(BRANO FORNITO):
__________________________________________________
Se le sue radici affondano nel passato coloniale europeo, il razzismo che oggi si esprime nella violenza con cui l’Ue tratta persone originarie di alcuni paesi va inquadrato nel suo contesto storico. Secondo il ricercatore Fabian Georgi, “l’attuale recrudescenza del razzismo in Europa può essere interpretata come una controreazione a una serie di sconfitte politiche” subite dalla destra conservatrice. La prima è la diversificazione delle società europee “sul piano etnico e culturale” rispetto agli anni novanta, diversificazione che è andata di pari passo con l’affermarsi delle lotte antirazziste e la messa al bando quasi unanime del razzismo “vecchio stile e diretto” degli anni ottanta. La seconda sconfitta è stata la scelta – vissuta come un tradimento dalla destra – di alcuni attori neoliberali di promuovere “una retorica nuova e meritocratica sulla diversità e il multiculturalismo, sottolineando i benefici economici e altri effetti positivi legati alla migrazione”.
La “lunga estate della migrazione”, come alcuni studiosi chiamano la “crisi dei rifugiati” del 2015, ha accelerato questa controreazione e oggi, in un contesto di crisi sociale ed economica, una parte sempre più ampia della popolazione europea si riconosce nei programmi populisti della destra e dell’estrema destra, in cui s’intersecano razzismo, autoritarismo e nazionalismo ultraconservatore.
Eppure, diversamente da quanto succede negli Stati Uniti, “in Europa parlare di razza e di uguaglianza spesso è considerato inopportuno”, osserva Howden. A molti europei non piace ammetterlo, ma se a Melilla le persone sono picchiate e uccise “e le loro storie ricevono così poca attenzione è per via della loro provenienza e del colore della loro pelle”. Se il diritto d’asilo cade a pezzi e il rispetto dei diritti fondamentali è diventato facoltativo agli occhi di gran parte dei governi europei, è perché molti di quei leader si considerano superiori ad Anwar. E ora che i profughi hanno la pelle più scura considerano superato un quadro giuridico nato per proteggere dei profughi bianchi nel secondo dopoguerra.
__________________________________________________
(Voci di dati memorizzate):

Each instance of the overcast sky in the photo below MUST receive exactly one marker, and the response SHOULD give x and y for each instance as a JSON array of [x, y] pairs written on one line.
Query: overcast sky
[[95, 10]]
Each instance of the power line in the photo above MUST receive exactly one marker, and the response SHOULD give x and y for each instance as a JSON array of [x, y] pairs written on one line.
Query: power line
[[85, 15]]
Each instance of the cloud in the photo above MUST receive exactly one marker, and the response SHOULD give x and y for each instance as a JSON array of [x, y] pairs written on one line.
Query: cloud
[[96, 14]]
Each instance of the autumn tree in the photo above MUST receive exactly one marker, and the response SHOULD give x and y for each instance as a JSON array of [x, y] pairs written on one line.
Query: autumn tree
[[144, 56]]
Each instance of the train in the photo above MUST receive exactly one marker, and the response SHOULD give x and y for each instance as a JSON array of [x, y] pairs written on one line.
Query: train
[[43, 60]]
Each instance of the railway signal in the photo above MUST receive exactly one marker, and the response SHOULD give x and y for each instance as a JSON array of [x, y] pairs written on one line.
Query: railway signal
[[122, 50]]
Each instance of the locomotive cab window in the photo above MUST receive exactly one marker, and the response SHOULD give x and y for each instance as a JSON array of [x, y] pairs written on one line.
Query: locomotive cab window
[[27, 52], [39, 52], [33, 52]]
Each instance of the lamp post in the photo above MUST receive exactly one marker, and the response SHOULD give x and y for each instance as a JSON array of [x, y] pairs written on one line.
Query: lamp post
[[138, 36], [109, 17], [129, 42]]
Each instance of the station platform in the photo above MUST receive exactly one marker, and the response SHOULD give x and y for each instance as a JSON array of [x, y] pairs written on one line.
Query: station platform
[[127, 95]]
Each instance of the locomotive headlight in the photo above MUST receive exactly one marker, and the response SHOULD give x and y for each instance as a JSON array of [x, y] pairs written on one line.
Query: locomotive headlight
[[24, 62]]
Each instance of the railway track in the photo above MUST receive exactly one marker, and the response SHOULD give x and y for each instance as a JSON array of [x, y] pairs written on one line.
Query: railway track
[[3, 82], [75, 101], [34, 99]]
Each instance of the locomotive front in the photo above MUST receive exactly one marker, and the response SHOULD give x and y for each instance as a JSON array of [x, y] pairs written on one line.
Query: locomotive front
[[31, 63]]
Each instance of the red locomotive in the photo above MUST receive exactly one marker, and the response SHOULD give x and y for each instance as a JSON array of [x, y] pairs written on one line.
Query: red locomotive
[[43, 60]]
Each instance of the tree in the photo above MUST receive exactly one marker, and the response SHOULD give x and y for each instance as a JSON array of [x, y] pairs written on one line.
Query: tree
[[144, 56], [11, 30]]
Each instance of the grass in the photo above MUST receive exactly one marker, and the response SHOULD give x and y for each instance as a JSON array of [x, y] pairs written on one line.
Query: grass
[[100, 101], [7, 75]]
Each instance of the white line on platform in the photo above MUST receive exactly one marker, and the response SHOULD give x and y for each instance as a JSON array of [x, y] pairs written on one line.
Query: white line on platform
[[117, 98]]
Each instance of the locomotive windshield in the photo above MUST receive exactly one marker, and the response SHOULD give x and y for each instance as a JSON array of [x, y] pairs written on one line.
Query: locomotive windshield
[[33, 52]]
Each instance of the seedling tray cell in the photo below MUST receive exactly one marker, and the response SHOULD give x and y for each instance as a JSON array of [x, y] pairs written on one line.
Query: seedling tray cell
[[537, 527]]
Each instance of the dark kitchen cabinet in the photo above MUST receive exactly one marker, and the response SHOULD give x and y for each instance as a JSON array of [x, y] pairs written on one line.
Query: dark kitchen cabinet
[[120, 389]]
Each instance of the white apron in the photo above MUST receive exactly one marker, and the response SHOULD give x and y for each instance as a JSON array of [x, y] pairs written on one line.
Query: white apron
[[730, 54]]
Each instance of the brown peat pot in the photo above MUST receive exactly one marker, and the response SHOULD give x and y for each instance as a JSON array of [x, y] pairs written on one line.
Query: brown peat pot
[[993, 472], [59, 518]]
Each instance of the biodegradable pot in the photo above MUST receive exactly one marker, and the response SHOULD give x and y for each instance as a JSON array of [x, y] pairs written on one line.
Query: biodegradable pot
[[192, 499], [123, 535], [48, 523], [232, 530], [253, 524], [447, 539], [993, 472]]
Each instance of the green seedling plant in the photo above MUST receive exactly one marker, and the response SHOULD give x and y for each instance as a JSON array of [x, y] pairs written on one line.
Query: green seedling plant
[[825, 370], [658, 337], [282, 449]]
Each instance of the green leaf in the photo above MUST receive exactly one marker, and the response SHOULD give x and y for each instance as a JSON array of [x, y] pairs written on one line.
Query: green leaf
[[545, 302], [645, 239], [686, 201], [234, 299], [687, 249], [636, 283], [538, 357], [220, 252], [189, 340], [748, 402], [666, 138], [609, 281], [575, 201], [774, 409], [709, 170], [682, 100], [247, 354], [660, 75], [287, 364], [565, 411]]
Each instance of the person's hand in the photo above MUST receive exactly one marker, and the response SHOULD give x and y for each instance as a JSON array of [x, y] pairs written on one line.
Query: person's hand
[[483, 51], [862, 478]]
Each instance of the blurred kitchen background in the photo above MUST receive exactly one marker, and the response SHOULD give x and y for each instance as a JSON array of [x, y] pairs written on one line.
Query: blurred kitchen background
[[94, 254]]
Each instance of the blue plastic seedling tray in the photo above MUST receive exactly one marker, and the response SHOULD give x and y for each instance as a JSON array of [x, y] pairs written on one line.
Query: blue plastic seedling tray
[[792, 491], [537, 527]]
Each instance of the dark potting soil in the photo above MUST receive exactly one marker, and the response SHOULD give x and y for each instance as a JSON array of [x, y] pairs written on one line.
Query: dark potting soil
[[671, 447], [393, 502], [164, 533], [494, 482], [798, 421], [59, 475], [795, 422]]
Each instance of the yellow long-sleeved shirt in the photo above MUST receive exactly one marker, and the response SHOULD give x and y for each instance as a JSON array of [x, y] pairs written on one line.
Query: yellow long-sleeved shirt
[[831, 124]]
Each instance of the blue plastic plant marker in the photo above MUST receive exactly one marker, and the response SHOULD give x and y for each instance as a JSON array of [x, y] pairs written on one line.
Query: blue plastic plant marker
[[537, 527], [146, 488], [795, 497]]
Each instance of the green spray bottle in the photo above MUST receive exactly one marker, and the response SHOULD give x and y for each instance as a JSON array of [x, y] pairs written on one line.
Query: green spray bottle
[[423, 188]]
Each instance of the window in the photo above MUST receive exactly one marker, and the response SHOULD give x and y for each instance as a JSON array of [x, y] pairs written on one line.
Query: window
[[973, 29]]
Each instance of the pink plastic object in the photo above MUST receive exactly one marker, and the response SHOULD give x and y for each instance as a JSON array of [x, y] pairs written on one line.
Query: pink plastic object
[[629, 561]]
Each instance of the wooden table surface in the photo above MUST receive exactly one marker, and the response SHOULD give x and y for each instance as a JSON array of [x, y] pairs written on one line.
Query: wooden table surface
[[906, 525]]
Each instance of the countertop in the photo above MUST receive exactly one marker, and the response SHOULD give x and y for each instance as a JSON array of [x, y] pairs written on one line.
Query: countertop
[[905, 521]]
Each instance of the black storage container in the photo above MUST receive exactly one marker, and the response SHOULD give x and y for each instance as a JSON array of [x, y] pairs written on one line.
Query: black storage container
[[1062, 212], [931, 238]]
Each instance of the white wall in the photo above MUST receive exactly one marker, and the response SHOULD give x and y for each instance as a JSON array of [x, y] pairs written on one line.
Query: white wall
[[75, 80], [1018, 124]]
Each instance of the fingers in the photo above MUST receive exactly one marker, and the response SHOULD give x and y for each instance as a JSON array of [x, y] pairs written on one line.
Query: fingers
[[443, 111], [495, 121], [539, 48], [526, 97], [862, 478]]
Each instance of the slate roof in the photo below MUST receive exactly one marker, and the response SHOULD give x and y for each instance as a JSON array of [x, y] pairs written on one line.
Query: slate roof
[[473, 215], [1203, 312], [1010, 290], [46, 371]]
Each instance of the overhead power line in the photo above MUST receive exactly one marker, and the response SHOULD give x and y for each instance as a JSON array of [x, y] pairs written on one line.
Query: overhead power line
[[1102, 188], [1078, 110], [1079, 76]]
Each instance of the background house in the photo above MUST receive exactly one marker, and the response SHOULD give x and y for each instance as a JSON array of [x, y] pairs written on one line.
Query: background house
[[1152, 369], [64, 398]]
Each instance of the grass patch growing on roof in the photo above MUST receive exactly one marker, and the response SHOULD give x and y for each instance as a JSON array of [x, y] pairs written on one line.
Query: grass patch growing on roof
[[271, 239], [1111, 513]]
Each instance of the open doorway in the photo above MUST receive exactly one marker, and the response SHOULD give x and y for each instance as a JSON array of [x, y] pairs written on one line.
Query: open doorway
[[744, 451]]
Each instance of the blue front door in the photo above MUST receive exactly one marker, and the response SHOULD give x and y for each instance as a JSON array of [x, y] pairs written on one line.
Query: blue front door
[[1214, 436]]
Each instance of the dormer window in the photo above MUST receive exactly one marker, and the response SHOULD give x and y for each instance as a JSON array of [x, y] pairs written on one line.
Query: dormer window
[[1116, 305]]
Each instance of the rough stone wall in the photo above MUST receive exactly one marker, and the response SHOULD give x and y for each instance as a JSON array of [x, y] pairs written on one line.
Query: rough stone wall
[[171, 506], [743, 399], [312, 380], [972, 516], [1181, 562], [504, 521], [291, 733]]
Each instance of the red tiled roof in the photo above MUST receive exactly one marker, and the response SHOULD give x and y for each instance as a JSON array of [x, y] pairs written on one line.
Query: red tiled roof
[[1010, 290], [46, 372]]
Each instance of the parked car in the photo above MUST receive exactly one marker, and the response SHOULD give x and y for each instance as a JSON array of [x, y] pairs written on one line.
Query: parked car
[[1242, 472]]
__________________________________________________
(BREVE ESERCIZIO): Modifica il brano sul razzismo in Europa a partire da "Eppure, diversamente da" e proseguendo fino a "nel secondo dopoguerra.", scrivendo "sconveniente" al posto di "inopportuno".

(RISPOSTA AL COMPITO):
Eppure, diversamente da quanto succede negli Stati Uniti, “in Europa parlare di razza e di uguaglianza spesso è considerato sconveniente”, osserva Howden. A molti europei non piace ammetterlo, ma se a Melilla le persone sono picchiate e uccise “e le loro storie ricevono così poca attenzione è per via della loro provenienza e del colore della loro pelle”. Se il diritto d’asilo cade a pezzi e il rispetto dei diritti fondamentali è diventato facoltativo agli occhi di gran parte dei governi europei, è perché molti di quei leader si considerano superiori ad Anwar. E ora che i profughi hanno la pelle più scura considerano superato un quadro giuridico nato per proteggere dei profughi bianchi nel secondo dopoguerra.